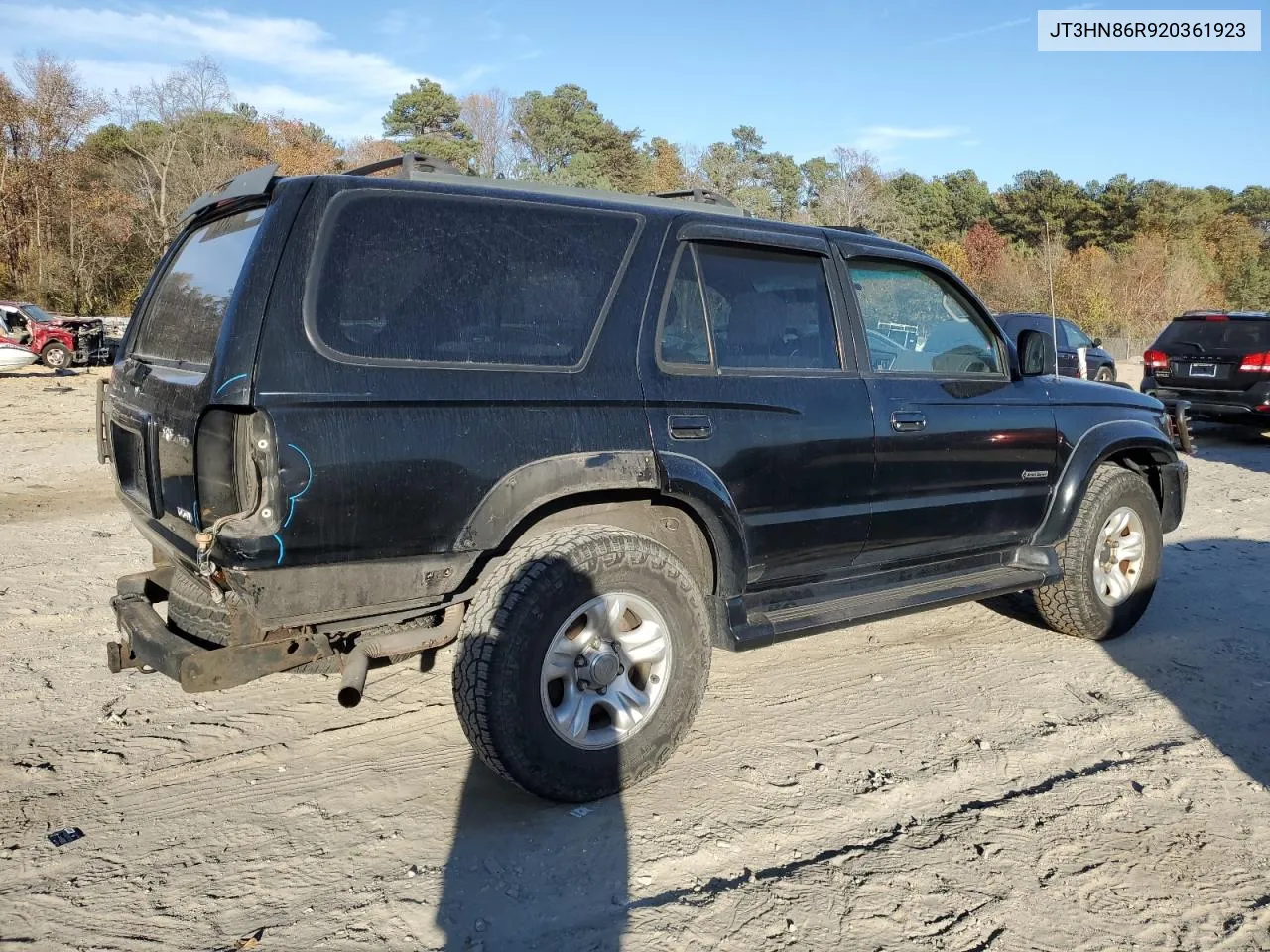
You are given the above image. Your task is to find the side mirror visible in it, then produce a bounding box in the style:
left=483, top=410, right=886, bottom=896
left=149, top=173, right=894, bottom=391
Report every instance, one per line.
left=1019, top=330, right=1058, bottom=377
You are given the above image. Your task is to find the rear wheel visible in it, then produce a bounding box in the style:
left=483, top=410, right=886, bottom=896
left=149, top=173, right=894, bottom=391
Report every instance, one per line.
left=453, top=526, right=711, bottom=802
left=40, top=341, right=71, bottom=371
left=1033, top=463, right=1163, bottom=641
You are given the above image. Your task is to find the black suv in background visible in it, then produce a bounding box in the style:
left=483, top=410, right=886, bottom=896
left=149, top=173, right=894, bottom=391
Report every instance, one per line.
left=99, top=156, right=1187, bottom=801
left=1142, top=311, right=1270, bottom=429
left=994, top=312, right=1116, bottom=384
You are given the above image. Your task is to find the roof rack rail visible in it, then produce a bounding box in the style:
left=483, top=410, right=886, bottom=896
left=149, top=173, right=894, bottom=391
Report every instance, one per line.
left=177, top=163, right=278, bottom=227
left=344, top=153, right=467, bottom=178
left=649, top=187, right=736, bottom=208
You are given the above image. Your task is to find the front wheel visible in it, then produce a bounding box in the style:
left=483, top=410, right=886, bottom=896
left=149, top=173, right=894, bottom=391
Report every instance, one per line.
left=40, top=343, right=71, bottom=371
left=453, top=526, right=711, bottom=802
left=1033, top=463, right=1163, bottom=641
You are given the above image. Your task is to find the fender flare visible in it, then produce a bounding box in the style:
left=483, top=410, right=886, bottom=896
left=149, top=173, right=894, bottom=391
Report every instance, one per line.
left=657, top=453, right=749, bottom=598
left=453, top=449, right=661, bottom=552
left=453, top=450, right=747, bottom=595
left=1033, top=420, right=1178, bottom=545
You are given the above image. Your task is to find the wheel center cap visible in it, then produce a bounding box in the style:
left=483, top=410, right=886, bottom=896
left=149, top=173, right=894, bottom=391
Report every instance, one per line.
left=589, top=652, right=622, bottom=688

#### [SHORT EXERCISE]
Please present every line of the records above as a numbered list, skipping any blank lines and leaving out the pictures.

#### [ANSWER TO THE PROBLEM]
1. You are given the above image. Your task is to find the side mirror visible in it, then produce a bounding box in the style:
2. left=483, top=410, right=886, bottom=896
3. left=149, top=173, right=894, bottom=391
4. Report every instance, one per line.
5. left=1019, top=330, right=1058, bottom=377
6. You are given the above image. Your task is to find the rear wheel visible in it, then produce a bounding box in the style:
7. left=483, top=410, right=886, bottom=896
8. left=149, top=173, right=894, bottom=391
9. Report every instance, one per line.
10. left=453, top=526, right=711, bottom=802
11. left=40, top=341, right=71, bottom=371
12. left=1033, top=463, right=1163, bottom=641
13. You are given the above image. Your task is to find the black suv in background visible in it, then produce a bounding box in the style:
14. left=483, top=410, right=886, bottom=896
15. left=149, top=173, right=894, bottom=391
16. Report every instance, one per line.
17. left=99, top=156, right=1187, bottom=801
18. left=1142, top=311, right=1270, bottom=429
19. left=994, top=312, right=1116, bottom=384
20. You are given the above image. Your task is to find the roof rack rail visible in it, then produce a bounding box in the style:
21. left=483, top=410, right=886, bottom=896
22. left=149, top=173, right=894, bottom=391
23. Report every instance, one per line.
24. left=177, top=163, right=278, bottom=227
25. left=344, top=153, right=467, bottom=178
26. left=649, top=187, right=736, bottom=208
27. You are given the above image. Your task is to find the front wheel visible in it, then produce a bounding box in the style:
28. left=483, top=410, right=886, bottom=896
29. left=149, top=173, right=894, bottom=391
30. Report every instance, one per line.
31. left=40, top=343, right=71, bottom=371
32. left=453, top=526, right=711, bottom=802
33. left=1033, top=463, right=1163, bottom=641
34. You are given the above image. Your task is to find the fender flare visible in it, then produce a bounding box in the style:
35. left=483, top=410, right=886, bottom=896
36. left=149, top=173, right=894, bottom=391
37. Report every instance, one per line.
38. left=657, top=453, right=749, bottom=598
39. left=453, top=449, right=661, bottom=552
40. left=453, top=450, right=747, bottom=595
41. left=1033, top=420, right=1178, bottom=545
42. You are given the above image. Your task is to find the wheel center cap visible in it, then produce a bounding box in the style:
43. left=483, top=410, right=886, bottom=896
44. left=149, top=173, right=894, bottom=391
45. Report every instance, one per line.
46. left=589, top=652, right=622, bottom=688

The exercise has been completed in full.